== Record extracts ==

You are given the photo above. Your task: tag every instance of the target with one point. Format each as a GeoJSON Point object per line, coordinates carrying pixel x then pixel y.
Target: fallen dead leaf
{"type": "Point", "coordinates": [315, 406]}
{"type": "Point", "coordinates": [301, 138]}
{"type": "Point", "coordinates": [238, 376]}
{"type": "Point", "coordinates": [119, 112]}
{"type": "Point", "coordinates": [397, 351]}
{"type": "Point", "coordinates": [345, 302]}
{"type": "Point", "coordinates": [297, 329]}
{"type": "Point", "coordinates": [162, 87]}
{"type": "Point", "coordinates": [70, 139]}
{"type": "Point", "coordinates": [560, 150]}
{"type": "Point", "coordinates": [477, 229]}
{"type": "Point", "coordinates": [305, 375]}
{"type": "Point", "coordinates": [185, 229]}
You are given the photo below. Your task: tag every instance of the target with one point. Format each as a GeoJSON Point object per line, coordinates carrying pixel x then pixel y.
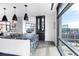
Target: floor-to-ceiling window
{"type": "Point", "coordinates": [69, 29]}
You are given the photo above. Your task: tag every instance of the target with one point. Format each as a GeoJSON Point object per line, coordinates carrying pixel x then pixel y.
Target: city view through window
{"type": "Point", "coordinates": [70, 28]}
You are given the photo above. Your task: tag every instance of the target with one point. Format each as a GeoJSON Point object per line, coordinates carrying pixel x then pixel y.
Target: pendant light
{"type": "Point", "coordinates": [14, 16]}
{"type": "Point", "coordinates": [4, 17]}
{"type": "Point", "coordinates": [25, 16]}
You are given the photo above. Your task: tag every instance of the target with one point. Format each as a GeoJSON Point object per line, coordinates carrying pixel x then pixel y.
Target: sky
{"type": "Point", "coordinates": [71, 17]}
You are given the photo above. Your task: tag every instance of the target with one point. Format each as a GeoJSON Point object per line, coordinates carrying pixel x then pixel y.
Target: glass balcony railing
{"type": "Point", "coordinates": [66, 48]}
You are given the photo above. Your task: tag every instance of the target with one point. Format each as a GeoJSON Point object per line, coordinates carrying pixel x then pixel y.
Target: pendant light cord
{"type": "Point", "coordinates": [14, 9]}
{"type": "Point", "coordinates": [4, 10]}
{"type": "Point", "coordinates": [25, 8]}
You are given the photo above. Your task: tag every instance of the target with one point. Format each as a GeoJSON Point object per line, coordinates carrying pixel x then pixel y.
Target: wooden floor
{"type": "Point", "coordinates": [46, 49]}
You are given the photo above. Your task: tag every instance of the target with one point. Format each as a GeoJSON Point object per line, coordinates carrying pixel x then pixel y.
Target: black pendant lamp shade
{"type": "Point", "coordinates": [25, 16]}
{"type": "Point", "coordinates": [14, 16]}
{"type": "Point", "coordinates": [4, 17]}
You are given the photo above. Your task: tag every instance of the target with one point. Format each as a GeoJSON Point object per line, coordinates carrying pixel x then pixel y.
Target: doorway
{"type": "Point", "coordinates": [40, 27]}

===

Copy out all the data exactly; skip the pictures.

You are given the photo above. Your task: tag every instance of the target with one point. Format each as a GeoJSON Point object per line, coordinates carrying pixel x then pixel y.
Target: fallen dead leaf
{"type": "Point", "coordinates": [315, 406]}
{"type": "Point", "coordinates": [301, 138]}
{"type": "Point", "coordinates": [238, 376]}
{"type": "Point", "coordinates": [119, 112]}
{"type": "Point", "coordinates": [397, 351]}
{"type": "Point", "coordinates": [345, 302]}
{"type": "Point", "coordinates": [297, 329]}
{"type": "Point", "coordinates": [162, 87]}
{"type": "Point", "coordinates": [70, 139]}
{"type": "Point", "coordinates": [560, 150]}
{"type": "Point", "coordinates": [477, 229]}
{"type": "Point", "coordinates": [305, 375]}
{"type": "Point", "coordinates": [185, 229]}
You are given the photo below. Your task: tag every instance of the target with one point. Format each as a GeoJSON Point object per line, coordinates carrying pixel x then pixel y.
Target: floor-to-ceiling window
{"type": "Point", "coordinates": [69, 29]}
You are given the photo above. Your task: tag every instance of the target with one point. Format each as a GeoJSON Point object per line, coordinates carrying pixel x then pixel y.
Target: city view through window
{"type": "Point", "coordinates": [70, 28]}
You are given the photo above. Your task: tag every instance of the target with one point. Format each as a GeoJSON Point object per line, coordinates carrying pixel x then pixel y.
Target: pendant light
{"type": "Point", "coordinates": [14, 16]}
{"type": "Point", "coordinates": [4, 17]}
{"type": "Point", "coordinates": [25, 16]}
You are given the photo above. Your task: tag every instance of the target with one point. Format each as a GeoJSON Point object per line, coordinates carrying pixel x then pixel y.
Target: sky
{"type": "Point", "coordinates": [71, 17]}
You are given the photo above. Your task: tag every instance of the target with one point. Format each as a GeoJSON Point object per line, coordinates carrying pixel x then pixel y.
Target: glass balcony railing
{"type": "Point", "coordinates": [66, 48]}
You are given the photo above. Your task: tag every instance of the target with one point. Format each as a GeoJSON Point object per line, coordinates carrying pixel x then pixel y.
Target: pendant light cord
{"type": "Point", "coordinates": [14, 9]}
{"type": "Point", "coordinates": [4, 10]}
{"type": "Point", "coordinates": [25, 8]}
You are given the photo above. Your task: tag every instance of the target with one point. Format each as a GeoJSON Point object per line, coordinates carrying pixel x then pixel y.
Target: wooden floor
{"type": "Point", "coordinates": [46, 49]}
You are given the photo above. Your task: tag every instance of the target with one point. Format each as a GeoJSON Point object per line, coordinates carrying pixel x then pixel y.
Target: black pendant lamp shade
{"type": "Point", "coordinates": [25, 16]}
{"type": "Point", "coordinates": [14, 16]}
{"type": "Point", "coordinates": [4, 17]}
You are given the photo above. Your task: tag every instance of the target with one point. Format each as a GeoJSON Point object per line, coordinates carrying pixel x then pixel y.
Target: doorway
{"type": "Point", "coordinates": [40, 27]}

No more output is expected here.